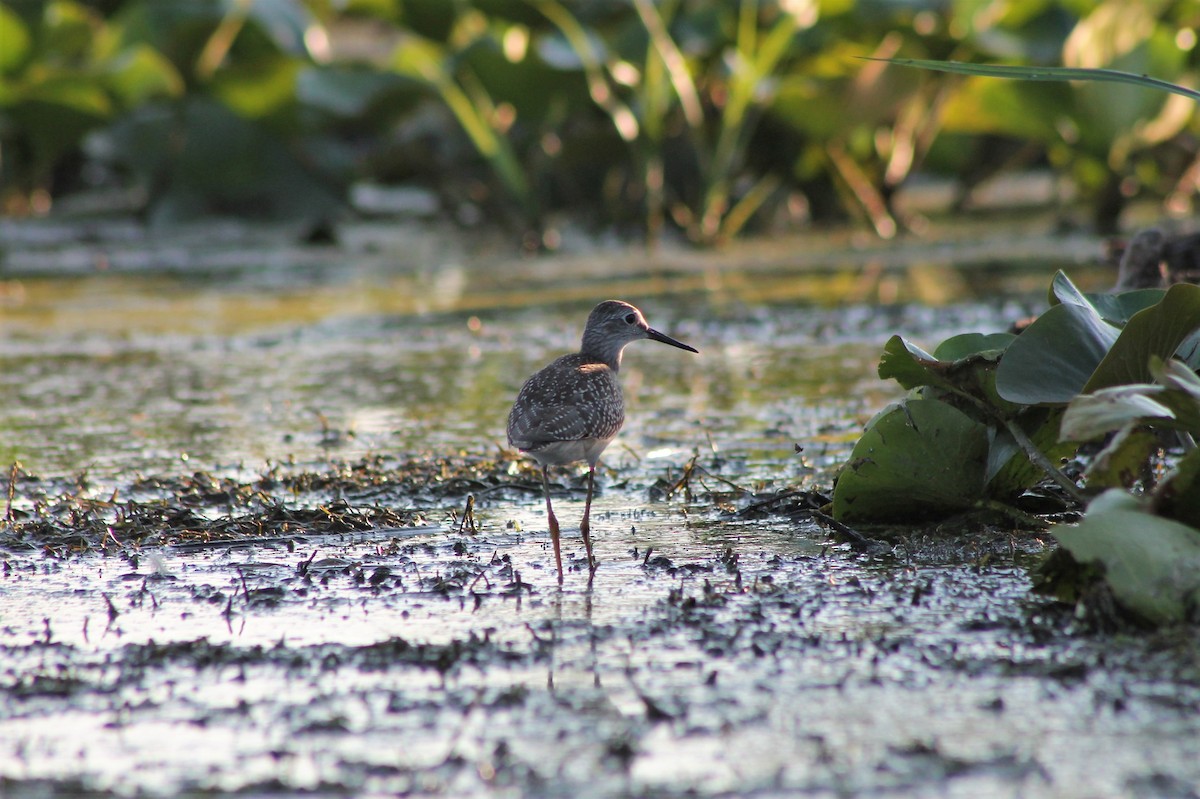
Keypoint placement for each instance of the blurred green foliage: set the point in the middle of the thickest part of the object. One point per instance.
(640, 115)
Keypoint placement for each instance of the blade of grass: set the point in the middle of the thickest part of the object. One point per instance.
(1044, 73)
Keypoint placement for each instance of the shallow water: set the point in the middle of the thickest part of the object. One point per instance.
(715, 654)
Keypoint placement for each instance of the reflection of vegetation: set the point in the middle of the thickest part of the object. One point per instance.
(695, 114)
(993, 415)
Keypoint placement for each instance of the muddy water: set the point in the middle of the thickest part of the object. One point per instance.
(719, 652)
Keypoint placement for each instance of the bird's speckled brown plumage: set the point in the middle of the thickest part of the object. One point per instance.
(568, 412)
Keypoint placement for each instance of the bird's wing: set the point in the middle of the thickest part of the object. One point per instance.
(567, 404)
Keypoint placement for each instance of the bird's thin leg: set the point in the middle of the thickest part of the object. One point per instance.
(585, 526)
(553, 524)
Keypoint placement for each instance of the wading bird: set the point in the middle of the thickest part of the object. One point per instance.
(571, 409)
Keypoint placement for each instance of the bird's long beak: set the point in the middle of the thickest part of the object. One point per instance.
(654, 335)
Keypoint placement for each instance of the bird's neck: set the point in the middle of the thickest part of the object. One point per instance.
(603, 352)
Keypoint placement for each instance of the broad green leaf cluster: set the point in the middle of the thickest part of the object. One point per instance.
(990, 416)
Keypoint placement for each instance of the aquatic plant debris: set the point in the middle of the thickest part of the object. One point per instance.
(274, 636)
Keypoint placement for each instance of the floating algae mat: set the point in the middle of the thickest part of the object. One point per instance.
(287, 553)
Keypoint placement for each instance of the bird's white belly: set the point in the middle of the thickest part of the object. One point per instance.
(563, 452)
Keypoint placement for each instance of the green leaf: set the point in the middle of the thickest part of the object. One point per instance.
(345, 91)
(13, 41)
(1123, 461)
(1009, 469)
(1054, 358)
(1151, 564)
(957, 348)
(142, 73)
(918, 460)
(910, 365)
(1155, 331)
(1177, 496)
(1119, 308)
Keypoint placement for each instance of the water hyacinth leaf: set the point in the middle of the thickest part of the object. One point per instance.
(918, 460)
(1055, 356)
(910, 365)
(1092, 415)
(1151, 564)
(1063, 290)
(1123, 461)
(1177, 496)
(1155, 331)
(957, 348)
(1119, 308)
(1009, 469)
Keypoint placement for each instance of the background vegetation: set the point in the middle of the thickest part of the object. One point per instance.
(641, 116)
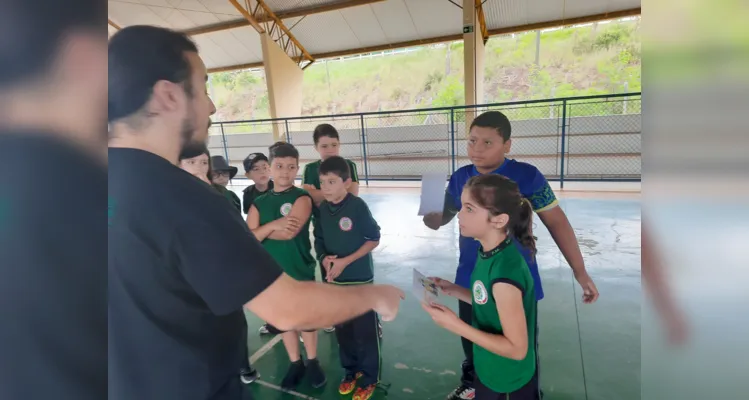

WORK ORDER — In the copy, include no pictures; everything else in the material should be written out exactly.

SOLUTION BELOW —
Keypoint placement for each instance of the blurred green foliage: set the point in the middle of the thickest part of the object. One point per instance.
(640, 115)
Keypoint placement for each instance of the blade of grass: set the point in the middle of the thickest part of the object. One point per instance.
(1044, 73)
Keypoint placement for each instance of the shallow water: set the point in the middle of the thickest part of the object. One point per instance.
(715, 654)
Keypoint placement for each instance of the reflection of vegetation: set the point in the middle of the thickest part of the object. One point per instance.
(695, 114)
(993, 415)
Keypoint placement for each instance of the muddy water: set the point in the middle of the thickest part of the object. One point per instance.
(719, 652)
Keypoint placement for each instance of the bird's speckled brown plumage: set the point in the middle of the thickest part of the object. One point per instance.
(568, 412)
Keypoint placement for each instance of the bird's wing: set the point in the middle of the thickest part of the object. One point per instance.
(567, 404)
Keypoint placement for each instance of the bird's thin leg: set the point in the middle of the thickest part of the object. One point per instance.
(585, 526)
(553, 524)
Keypoint placement for each instance of the wading bird: set the point in the middle of the thickest part of the object. One point per instance.
(571, 409)
Keypoint placement for each instance of the bird's long beak: set the point in the middle of the thickest part of the object. One point per instance.
(654, 335)
Keypoint placement for each instance of the bird's neck: set the point in the middle of the thickest part of the object. One point per instance.
(603, 352)
Keypoint placement for each instance of the broad green leaf cluster: set the point in the middle of the thickest part of the object. One point per instance.
(990, 416)
Keypoint placement for each instance of the aquatic plant debris: set the point in the middle of the thickest part of the object. One point per instance.
(274, 636)
Keypoint placement for each instance of the floating algae mat: set the point in the middle of the thickest part of the object. One point per instance.
(287, 553)
Keypoint placement for each instance of the bird's white belly: set the point in the middle of the thickest part of the object. One point per instance.
(563, 452)
Keypoint placement for each instance of the green leaf: set the point in the middle of the thickest part of the object. One point per instance.
(345, 91)
(13, 41)
(1123, 461)
(1009, 469)
(1054, 358)
(1151, 564)
(957, 348)
(142, 73)
(918, 460)
(910, 365)
(1155, 331)
(1177, 496)
(1119, 308)
Keypoint placement for each instance of the water hyacinth leaf: set the point in the middle of the thickest part of the object. One point per instance.
(918, 460)
(1055, 356)
(910, 365)
(1092, 415)
(1151, 564)
(1063, 290)
(1123, 461)
(1177, 496)
(1155, 331)
(957, 348)
(1119, 308)
(1009, 469)
Keypoint placement for each instance of the background vegetation: set the point in the middle of the thickest part of the object. One point per instance.
(641, 116)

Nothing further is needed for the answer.